## [The task]
Print all entries below exactly, without images.

## [Supplied data]

----------

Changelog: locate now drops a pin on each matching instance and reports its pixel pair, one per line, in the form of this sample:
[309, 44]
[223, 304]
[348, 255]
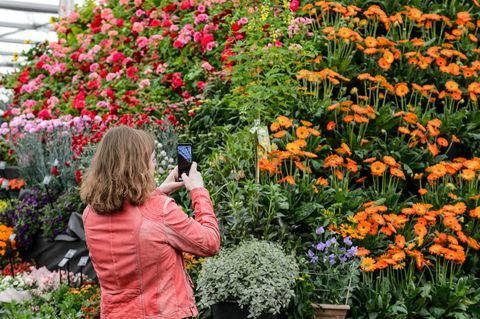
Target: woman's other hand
[170, 184]
[193, 179]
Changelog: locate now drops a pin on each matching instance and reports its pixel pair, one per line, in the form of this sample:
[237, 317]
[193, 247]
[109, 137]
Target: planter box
[231, 310]
[325, 311]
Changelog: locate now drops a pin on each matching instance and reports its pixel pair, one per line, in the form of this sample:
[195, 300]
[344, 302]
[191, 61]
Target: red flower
[170, 8]
[236, 26]
[78, 176]
[131, 71]
[79, 101]
[44, 114]
[155, 23]
[24, 76]
[201, 85]
[39, 65]
[294, 5]
[226, 54]
[178, 44]
[186, 4]
[177, 81]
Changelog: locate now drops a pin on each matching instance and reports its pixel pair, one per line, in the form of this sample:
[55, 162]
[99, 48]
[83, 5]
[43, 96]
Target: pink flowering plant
[123, 57]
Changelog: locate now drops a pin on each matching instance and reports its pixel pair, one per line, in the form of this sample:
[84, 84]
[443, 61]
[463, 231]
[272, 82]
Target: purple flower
[331, 259]
[352, 252]
[347, 241]
[321, 246]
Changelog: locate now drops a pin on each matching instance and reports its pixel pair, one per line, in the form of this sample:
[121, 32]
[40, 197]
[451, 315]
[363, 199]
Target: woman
[136, 233]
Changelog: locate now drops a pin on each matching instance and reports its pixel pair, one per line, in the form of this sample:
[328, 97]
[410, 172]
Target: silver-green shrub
[256, 274]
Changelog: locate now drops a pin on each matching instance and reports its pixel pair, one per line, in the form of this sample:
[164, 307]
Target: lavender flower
[347, 241]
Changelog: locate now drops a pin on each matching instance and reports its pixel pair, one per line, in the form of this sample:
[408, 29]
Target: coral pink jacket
[137, 255]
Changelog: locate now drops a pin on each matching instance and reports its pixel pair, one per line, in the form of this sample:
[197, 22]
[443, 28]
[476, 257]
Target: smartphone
[184, 155]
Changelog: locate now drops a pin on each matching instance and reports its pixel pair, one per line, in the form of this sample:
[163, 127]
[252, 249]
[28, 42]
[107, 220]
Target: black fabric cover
[50, 253]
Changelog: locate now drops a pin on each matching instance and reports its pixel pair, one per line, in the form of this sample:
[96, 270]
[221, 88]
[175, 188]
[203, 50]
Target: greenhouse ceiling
[25, 22]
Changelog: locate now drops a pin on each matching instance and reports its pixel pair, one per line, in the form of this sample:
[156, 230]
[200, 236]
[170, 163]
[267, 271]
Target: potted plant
[253, 280]
[334, 270]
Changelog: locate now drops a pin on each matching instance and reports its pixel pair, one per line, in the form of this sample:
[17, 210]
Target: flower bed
[356, 117]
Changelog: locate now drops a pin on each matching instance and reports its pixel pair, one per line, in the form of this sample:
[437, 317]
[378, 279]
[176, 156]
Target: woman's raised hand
[170, 184]
[193, 179]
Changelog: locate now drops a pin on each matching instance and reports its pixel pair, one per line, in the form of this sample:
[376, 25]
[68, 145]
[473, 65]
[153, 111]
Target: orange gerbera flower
[289, 179]
[451, 86]
[384, 64]
[475, 213]
[370, 42]
[388, 56]
[378, 168]
[321, 181]
[285, 121]
[433, 149]
[397, 172]
[344, 149]
[293, 147]
[331, 125]
[468, 174]
[313, 131]
[403, 130]
[442, 142]
[368, 264]
[400, 241]
[370, 160]
[362, 251]
[363, 227]
[280, 134]
[333, 161]
[389, 160]
[306, 123]
[274, 127]
[302, 132]
[401, 89]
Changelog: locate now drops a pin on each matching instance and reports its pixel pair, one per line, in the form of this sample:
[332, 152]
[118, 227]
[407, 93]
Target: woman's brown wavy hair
[119, 171]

----------

## [Result of the task]
Changelog: locate now drops a pin on each matching instance and reports its pixel pair, one per line, in the form of this sample:
[309, 44]
[223, 304]
[348, 255]
Target: woman's other hand
[170, 184]
[193, 179]
Changelog: locate now drops a pin on each matching instance and reports its pixel pair, one per line, in the form of this sample:
[237, 317]
[193, 247]
[109, 137]
Target: planter box
[231, 310]
[325, 311]
Changelog: locate now drops a pin on each matching instance and reports its pixel pair, one per line, in the form of this sample:
[195, 300]
[344, 302]
[191, 61]
Target: red flower
[170, 8]
[236, 26]
[78, 176]
[131, 71]
[79, 101]
[44, 114]
[155, 23]
[24, 76]
[201, 85]
[39, 65]
[294, 5]
[226, 54]
[178, 44]
[186, 4]
[177, 81]
Changelog: locate now drops a pin on each matching instance and reports its pixel pair, one per line, in the form of this sample:
[55, 162]
[99, 48]
[83, 5]
[43, 96]
Target: pink flowering plant
[123, 57]
Changelog: locate now drops a pin on each matching instance and reports its pixel pair, one per line, in the form of this sample:
[84, 84]
[443, 61]
[463, 231]
[272, 82]
Target: purple flower
[331, 259]
[352, 252]
[347, 241]
[321, 246]
Changelog: locate now drops a pin on each matching instance and reports its pixel pair, one per line, in the form of this sample:
[121, 32]
[40, 197]
[451, 315]
[363, 199]
Target: woman
[136, 233]
Changelog: locate now drops a pin on each matching instance and reports its pixel pair, one per line, in the form of this sample:
[328, 97]
[410, 172]
Target: silver-green shrub
[256, 274]
Changelog: locate now drops a pin on each matching instance and reports its pixel pair, one per line, in the form of this sample:
[164, 307]
Target: lavender flower
[347, 241]
Changelog: locate now drops a pin on each matching instance and reports its pixel pair, one per line, in the form of this sample:
[408, 29]
Target: coral pink jacket
[137, 255]
Changelog: locate now drops a pin on each matching instance and reports its pixel pair, one per line, in the form of this sample:
[197, 22]
[443, 28]
[476, 257]
Target: smartphone
[184, 155]
Changelog: locate now drops a pin on each matching instance and reports its pixel pair, one per line, in the form of this sample:
[163, 127]
[252, 249]
[28, 42]
[107, 220]
Target: black fabric cover
[50, 253]
Changelog: locate now drops a pin on each matching instance and reports its pixel pair, one per line, in the form of this sample:
[96, 270]
[221, 88]
[175, 188]
[203, 50]
Target: greenhouse ceiling
[25, 22]
Changelog: locate now drops a pin on each matching instance and reports its pixel pair, one per line, in the form of this sample:
[156, 230]
[200, 236]
[170, 163]
[267, 271]
Target: potted plant
[253, 280]
[334, 270]
Changelog: locate now drops a pin on each matching instance and reports its pixel pair, one per line, in the form of this sample:
[17, 210]
Target: flower bed
[356, 117]
Changelog: locate now drops a pin on each matching instance and reports its pixel pair, one per line, in the form of this sample:
[437, 317]
[378, 279]
[176, 156]
Target: woman's raised hand
[170, 184]
[193, 179]
Changelog: locate now drops a pin on each matching instance and reports its pixel pair, one per line, in the form of this sample:
[376, 25]
[68, 145]
[473, 65]
[153, 111]
Target: orange gerbera flower
[289, 179]
[451, 86]
[384, 64]
[475, 213]
[370, 42]
[388, 56]
[378, 168]
[321, 181]
[285, 121]
[433, 149]
[397, 172]
[344, 149]
[293, 147]
[331, 125]
[468, 174]
[313, 131]
[403, 130]
[442, 142]
[368, 264]
[400, 241]
[370, 160]
[362, 251]
[363, 227]
[280, 134]
[333, 161]
[389, 160]
[306, 123]
[274, 127]
[302, 132]
[401, 89]
Changelog: locate now drops a pin on each matching instance and reports its pixel pair, one per line, in the form of this sample:
[332, 152]
[118, 227]
[407, 93]
Target: woman's brown wavy hair
[119, 171]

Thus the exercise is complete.